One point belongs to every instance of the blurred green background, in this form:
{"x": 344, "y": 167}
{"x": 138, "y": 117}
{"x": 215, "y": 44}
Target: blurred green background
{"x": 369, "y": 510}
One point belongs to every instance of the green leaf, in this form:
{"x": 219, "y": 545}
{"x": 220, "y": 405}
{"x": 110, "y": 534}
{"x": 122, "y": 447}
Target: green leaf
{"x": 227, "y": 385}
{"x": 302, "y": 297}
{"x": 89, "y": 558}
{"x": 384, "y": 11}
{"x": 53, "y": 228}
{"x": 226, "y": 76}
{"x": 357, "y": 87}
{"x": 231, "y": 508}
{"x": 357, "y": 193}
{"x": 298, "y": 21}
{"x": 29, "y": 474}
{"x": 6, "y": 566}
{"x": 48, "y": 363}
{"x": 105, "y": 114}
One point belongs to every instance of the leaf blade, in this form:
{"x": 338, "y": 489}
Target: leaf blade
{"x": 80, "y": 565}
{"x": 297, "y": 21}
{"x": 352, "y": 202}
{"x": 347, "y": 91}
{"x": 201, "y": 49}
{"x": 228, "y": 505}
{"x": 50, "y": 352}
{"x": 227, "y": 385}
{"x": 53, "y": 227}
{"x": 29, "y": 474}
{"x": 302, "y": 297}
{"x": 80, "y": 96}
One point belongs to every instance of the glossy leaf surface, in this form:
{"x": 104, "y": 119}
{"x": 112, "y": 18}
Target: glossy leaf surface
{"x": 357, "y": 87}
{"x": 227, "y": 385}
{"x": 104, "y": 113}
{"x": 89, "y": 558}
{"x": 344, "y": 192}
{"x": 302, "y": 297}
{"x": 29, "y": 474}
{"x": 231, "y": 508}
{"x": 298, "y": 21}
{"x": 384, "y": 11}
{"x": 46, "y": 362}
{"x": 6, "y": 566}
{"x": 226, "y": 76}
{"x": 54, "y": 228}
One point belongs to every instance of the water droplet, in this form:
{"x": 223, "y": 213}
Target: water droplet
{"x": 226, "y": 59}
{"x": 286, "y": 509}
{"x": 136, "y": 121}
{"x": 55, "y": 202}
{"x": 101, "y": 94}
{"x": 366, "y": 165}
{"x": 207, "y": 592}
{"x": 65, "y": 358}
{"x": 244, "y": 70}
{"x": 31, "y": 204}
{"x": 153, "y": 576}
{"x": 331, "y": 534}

* **WHAT YOU ARE ASKED TO DO**
Edit the listing above by replacing "instance" with "occurrence" throughout, and leave every other line unchanged.

* **ANSWER FOR THE TASK**
One point belongs to every occurrence of the blurred green background, in this form:
{"x": 344, "y": 167}
{"x": 138, "y": 117}
{"x": 215, "y": 44}
Target: blurred green background
{"x": 369, "y": 510}
One point belongs to every occurrence of the green leaf, in this form:
{"x": 219, "y": 545}
{"x": 220, "y": 405}
{"x": 110, "y": 534}
{"x": 122, "y": 447}
Target: green leaf
{"x": 227, "y": 385}
{"x": 302, "y": 297}
{"x": 89, "y": 558}
{"x": 384, "y": 11}
{"x": 53, "y": 228}
{"x": 226, "y": 76}
{"x": 357, "y": 87}
{"x": 231, "y": 508}
{"x": 357, "y": 193}
{"x": 298, "y": 21}
{"x": 29, "y": 474}
{"x": 6, "y": 566}
{"x": 48, "y": 363}
{"x": 105, "y": 114}
One point belongs to every occurrence of the leaf blade, in this form:
{"x": 338, "y": 489}
Target: leaf blade
{"x": 80, "y": 565}
{"x": 297, "y": 21}
{"x": 352, "y": 202}
{"x": 347, "y": 91}
{"x": 201, "y": 49}
{"x": 228, "y": 505}
{"x": 50, "y": 352}
{"x": 227, "y": 385}
{"x": 53, "y": 227}
{"x": 29, "y": 474}
{"x": 302, "y": 297}
{"x": 80, "y": 96}
One point belongs to every occurrence of the glossy leaf surface, in this form:
{"x": 104, "y": 119}
{"x": 112, "y": 18}
Target: glossy leaf surface
{"x": 357, "y": 87}
{"x": 227, "y": 385}
{"x": 104, "y": 113}
{"x": 89, "y": 558}
{"x": 344, "y": 192}
{"x": 302, "y": 297}
{"x": 29, "y": 474}
{"x": 231, "y": 508}
{"x": 298, "y": 21}
{"x": 384, "y": 11}
{"x": 46, "y": 362}
{"x": 6, "y": 566}
{"x": 226, "y": 76}
{"x": 54, "y": 228}
One point belongs to every occurrence of the water droplet, in this form:
{"x": 223, "y": 213}
Target: water droplet
{"x": 226, "y": 59}
{"x": 286, "y": 509}
{"x": 136, "y": 121}
{"x": 55, "y": 202}
{"x": 101, "y": 94}
{"x": 366, "y": 165}
{"x": 207, "y": 592}
{"x": 65, "y": 358}
{"x": 244, "y": 70}
{"x": 31, "y": 204}
{"x": 153, "y": 576}
{"x": 331, "y": 534}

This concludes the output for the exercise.